> [Written instruction]: Set out as a Markdown table everything in the data below from the line containing "lamp listed here." down to the line containing "[(458, 325), (764, 325), (926, 306), (248, 337), (593, 315)]", both included. Use the columns Row and Line, with a row number in Row and the line itself in Line, and leave out any blank lines.

> [Source data]:
══════════════════════════════

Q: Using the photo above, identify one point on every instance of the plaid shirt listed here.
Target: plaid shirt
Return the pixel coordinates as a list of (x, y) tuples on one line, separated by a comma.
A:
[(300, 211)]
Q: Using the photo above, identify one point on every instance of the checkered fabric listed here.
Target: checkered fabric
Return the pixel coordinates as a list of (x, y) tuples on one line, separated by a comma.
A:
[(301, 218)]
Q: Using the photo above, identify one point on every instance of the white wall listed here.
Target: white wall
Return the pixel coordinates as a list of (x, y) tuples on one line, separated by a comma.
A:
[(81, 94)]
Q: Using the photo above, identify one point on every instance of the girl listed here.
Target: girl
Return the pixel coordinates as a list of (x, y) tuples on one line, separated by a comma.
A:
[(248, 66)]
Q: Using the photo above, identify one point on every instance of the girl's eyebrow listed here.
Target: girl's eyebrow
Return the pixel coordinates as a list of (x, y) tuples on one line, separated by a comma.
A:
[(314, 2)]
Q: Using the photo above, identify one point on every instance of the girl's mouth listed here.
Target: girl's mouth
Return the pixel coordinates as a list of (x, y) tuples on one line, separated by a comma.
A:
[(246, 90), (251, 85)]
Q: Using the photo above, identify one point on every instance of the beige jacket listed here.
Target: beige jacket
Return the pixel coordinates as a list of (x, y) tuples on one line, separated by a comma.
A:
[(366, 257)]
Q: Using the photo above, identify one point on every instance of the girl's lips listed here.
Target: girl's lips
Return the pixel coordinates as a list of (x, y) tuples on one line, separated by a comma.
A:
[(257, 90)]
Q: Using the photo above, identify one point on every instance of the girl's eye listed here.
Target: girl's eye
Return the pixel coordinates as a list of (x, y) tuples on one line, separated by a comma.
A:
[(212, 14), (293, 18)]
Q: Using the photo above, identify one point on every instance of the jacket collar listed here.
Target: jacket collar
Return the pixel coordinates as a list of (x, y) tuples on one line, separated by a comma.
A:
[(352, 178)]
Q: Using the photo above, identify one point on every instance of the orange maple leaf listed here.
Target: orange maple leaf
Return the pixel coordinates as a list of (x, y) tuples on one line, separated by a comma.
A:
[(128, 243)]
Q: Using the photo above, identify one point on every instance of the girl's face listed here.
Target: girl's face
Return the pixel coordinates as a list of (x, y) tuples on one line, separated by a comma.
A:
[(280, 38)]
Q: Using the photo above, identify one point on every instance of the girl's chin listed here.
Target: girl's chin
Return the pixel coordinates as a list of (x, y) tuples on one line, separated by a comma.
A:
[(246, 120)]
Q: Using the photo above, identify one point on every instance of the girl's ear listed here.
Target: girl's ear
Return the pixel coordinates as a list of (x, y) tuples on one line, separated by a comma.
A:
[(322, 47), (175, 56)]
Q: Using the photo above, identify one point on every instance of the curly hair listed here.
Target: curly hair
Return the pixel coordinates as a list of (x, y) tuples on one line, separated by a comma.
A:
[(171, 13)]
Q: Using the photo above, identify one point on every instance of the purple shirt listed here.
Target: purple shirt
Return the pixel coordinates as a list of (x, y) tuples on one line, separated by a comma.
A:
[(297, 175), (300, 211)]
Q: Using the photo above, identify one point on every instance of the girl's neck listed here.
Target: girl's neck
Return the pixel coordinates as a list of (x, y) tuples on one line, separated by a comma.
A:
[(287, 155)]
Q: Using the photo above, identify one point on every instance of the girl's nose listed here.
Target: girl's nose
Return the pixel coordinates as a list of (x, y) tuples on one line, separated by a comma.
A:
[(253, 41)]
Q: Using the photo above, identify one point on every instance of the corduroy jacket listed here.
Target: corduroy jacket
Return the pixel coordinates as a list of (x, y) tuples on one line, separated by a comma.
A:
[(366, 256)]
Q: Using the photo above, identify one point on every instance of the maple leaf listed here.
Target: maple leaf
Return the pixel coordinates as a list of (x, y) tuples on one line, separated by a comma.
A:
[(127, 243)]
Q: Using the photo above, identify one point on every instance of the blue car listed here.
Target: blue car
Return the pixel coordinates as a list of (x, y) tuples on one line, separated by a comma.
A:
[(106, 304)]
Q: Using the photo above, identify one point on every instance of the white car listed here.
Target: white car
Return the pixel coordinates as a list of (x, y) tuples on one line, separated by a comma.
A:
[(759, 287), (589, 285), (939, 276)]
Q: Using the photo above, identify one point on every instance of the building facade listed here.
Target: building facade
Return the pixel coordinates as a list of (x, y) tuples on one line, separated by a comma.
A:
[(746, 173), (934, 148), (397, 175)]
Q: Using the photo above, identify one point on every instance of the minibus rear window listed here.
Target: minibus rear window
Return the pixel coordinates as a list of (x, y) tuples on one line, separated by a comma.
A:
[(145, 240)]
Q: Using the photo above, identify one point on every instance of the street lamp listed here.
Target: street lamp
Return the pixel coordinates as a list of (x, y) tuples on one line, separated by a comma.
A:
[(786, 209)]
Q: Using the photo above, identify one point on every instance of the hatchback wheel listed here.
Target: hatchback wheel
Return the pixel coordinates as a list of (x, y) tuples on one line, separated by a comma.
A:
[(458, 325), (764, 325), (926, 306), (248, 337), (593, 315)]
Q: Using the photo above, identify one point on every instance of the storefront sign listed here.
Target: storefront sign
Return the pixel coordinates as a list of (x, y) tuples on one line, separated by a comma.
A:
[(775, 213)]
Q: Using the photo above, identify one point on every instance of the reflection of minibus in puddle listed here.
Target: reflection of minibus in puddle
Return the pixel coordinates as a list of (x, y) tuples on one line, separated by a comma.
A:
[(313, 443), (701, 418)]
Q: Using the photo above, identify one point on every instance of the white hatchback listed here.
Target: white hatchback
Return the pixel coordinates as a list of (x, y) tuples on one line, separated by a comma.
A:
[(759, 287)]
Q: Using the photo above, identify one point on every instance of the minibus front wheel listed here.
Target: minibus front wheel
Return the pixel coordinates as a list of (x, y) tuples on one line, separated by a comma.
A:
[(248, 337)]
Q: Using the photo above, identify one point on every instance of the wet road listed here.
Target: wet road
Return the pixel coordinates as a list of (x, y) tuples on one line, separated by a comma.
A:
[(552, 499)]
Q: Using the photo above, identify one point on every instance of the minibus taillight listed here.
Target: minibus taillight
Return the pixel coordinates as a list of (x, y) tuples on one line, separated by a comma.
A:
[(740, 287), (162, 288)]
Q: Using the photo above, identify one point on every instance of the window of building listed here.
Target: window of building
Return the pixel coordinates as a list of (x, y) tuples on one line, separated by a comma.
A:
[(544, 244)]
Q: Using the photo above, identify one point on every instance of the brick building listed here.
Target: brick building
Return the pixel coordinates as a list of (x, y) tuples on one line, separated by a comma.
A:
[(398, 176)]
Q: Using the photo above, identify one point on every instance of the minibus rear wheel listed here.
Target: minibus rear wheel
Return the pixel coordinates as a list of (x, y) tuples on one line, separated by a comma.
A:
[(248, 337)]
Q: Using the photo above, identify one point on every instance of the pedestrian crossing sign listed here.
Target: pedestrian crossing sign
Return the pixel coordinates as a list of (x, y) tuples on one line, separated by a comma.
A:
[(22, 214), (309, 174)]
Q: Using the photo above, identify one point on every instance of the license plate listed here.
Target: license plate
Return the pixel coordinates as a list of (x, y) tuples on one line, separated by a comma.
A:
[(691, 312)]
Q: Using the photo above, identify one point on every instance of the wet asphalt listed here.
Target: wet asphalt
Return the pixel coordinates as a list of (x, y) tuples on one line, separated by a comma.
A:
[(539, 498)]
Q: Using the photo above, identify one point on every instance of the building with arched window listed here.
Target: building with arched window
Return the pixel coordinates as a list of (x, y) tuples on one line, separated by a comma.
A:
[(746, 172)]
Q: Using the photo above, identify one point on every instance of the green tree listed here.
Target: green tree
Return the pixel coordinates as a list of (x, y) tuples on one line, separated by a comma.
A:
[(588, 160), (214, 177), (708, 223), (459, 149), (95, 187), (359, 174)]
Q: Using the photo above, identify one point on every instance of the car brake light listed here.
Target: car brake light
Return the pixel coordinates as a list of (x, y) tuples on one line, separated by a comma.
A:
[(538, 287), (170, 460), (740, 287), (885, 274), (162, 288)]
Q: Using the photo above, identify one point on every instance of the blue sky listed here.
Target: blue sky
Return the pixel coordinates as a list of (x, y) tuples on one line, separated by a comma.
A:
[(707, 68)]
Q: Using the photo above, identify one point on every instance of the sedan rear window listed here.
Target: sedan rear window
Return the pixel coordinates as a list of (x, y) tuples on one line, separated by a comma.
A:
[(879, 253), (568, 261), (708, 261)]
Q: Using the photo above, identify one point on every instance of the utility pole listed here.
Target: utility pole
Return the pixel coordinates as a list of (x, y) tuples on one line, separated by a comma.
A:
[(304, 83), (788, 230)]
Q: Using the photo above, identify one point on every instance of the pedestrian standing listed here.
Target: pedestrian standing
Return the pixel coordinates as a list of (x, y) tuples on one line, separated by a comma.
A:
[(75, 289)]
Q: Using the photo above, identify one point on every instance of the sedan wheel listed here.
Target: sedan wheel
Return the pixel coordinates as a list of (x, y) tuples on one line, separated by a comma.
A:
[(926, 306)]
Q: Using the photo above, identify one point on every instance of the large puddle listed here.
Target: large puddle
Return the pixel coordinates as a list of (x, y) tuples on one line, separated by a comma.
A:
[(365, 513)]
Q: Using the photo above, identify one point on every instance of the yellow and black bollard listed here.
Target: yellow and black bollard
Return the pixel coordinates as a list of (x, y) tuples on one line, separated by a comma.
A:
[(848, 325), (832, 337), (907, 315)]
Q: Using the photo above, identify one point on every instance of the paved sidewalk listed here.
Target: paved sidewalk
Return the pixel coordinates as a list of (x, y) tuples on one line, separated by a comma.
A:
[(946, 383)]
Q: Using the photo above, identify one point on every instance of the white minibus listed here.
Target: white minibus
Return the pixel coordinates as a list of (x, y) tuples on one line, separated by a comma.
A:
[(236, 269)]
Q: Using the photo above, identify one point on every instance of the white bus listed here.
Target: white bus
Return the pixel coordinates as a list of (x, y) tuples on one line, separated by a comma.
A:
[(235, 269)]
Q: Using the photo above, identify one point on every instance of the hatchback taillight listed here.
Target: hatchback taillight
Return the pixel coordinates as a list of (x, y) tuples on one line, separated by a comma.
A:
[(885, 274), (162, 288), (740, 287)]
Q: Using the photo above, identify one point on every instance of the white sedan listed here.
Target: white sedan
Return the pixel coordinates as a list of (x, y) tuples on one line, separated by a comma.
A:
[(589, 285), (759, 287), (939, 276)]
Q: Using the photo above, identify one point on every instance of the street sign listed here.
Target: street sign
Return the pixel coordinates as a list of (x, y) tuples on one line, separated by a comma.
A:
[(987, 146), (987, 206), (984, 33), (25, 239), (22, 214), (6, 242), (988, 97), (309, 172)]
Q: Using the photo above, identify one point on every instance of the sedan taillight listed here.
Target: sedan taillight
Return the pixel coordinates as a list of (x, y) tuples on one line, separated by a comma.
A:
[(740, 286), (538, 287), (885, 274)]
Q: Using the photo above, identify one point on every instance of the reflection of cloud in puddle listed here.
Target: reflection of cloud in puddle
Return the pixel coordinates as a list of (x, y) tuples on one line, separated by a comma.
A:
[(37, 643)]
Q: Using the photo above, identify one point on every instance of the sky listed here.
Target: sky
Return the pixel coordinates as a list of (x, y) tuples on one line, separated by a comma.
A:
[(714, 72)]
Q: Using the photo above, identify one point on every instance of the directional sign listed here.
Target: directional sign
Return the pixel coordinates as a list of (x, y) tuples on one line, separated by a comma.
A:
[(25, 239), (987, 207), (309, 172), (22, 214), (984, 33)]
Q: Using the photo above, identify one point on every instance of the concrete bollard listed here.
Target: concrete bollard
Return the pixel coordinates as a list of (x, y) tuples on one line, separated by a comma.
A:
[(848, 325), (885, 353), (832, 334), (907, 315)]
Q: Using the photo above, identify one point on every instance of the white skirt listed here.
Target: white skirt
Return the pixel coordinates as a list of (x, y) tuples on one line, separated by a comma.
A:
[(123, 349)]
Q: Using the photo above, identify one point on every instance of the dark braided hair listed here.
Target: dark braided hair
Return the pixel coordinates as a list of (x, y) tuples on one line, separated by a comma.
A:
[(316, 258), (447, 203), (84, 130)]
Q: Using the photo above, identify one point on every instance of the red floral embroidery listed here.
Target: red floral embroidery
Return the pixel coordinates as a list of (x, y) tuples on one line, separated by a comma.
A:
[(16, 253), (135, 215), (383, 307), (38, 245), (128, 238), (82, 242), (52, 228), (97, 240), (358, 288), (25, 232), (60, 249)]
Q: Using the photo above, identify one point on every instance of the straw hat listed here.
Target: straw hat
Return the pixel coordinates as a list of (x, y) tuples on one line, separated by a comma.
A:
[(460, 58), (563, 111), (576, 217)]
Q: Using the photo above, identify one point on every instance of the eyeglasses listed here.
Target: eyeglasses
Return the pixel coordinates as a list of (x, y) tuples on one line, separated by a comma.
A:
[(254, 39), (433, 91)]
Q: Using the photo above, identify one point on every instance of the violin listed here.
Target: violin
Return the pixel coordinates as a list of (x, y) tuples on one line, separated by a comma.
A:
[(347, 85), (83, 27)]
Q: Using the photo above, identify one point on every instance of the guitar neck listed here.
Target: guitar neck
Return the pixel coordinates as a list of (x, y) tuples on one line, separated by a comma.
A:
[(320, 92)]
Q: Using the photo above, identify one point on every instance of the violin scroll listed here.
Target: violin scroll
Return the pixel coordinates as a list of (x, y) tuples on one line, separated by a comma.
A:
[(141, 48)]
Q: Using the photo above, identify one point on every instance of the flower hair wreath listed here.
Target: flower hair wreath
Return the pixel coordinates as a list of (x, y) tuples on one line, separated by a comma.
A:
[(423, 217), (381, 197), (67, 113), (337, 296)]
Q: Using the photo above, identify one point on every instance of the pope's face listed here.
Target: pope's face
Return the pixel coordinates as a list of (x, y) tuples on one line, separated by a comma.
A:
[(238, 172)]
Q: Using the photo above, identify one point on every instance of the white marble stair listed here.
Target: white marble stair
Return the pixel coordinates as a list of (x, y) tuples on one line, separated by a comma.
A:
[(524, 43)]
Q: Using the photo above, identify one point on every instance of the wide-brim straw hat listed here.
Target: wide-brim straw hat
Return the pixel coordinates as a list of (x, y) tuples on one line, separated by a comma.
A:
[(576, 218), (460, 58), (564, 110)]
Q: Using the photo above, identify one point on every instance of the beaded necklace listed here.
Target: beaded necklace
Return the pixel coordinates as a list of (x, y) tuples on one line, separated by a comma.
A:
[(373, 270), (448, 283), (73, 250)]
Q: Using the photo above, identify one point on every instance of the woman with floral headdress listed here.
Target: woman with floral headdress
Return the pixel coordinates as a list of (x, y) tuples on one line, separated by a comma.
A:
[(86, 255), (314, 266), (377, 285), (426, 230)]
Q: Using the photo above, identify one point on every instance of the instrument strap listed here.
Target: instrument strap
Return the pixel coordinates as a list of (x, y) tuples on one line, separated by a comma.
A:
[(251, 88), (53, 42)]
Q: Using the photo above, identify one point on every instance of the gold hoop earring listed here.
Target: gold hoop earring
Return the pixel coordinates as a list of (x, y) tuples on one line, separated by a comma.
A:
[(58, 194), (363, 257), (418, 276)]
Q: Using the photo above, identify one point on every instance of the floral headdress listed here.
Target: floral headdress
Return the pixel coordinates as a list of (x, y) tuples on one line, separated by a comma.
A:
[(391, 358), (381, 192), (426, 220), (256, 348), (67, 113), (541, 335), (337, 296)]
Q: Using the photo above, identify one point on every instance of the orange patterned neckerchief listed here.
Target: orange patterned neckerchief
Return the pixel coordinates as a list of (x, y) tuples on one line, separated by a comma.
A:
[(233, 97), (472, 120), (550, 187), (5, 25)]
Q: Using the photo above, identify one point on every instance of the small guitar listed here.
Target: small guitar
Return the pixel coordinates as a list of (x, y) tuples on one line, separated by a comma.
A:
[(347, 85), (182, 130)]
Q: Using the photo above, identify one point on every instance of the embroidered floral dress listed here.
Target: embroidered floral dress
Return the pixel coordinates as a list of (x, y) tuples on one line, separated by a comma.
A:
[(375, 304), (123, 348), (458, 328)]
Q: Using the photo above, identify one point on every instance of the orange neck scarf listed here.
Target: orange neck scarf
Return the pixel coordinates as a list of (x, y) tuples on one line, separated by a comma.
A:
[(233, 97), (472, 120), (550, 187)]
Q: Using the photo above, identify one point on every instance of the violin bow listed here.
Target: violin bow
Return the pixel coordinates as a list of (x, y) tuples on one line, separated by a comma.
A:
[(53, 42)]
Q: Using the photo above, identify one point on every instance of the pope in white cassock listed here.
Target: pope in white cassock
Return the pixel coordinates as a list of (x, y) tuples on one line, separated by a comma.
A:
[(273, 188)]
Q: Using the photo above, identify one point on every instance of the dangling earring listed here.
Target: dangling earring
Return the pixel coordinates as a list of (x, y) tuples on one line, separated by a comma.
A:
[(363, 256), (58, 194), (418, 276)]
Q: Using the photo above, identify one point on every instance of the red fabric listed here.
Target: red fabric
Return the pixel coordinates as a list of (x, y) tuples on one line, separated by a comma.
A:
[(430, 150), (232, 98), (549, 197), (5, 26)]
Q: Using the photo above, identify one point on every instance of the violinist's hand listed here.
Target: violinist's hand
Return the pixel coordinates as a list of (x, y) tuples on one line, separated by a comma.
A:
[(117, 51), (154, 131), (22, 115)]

══════════════════════════════

> [Expected answer]:
| Row | Line |
|---|---|
| 1 | Q: Using the photo above, identify one point on every instance of the street lamp listed here. |
| 2 | Target: street lamp |
| 3 | Return the pixel coordinates as a list of (x, y) tuples on one line, separated by a comma. |
| 4 | A: |
| 5 | [(786, 209)] |
| 6 | Q: Using the photo above, identify one point on every instance of the hatchback wheel listed here. |
| 7 | Target: hatchback wheel |
| 8 | Return the pixel coordinates as a list of (x, y) tuples on one line, separated by a comma. |
| 9 | A: |
| 10 | [(458, 325), (764, 325), (926, 306), (248, 337), (593, 315)] |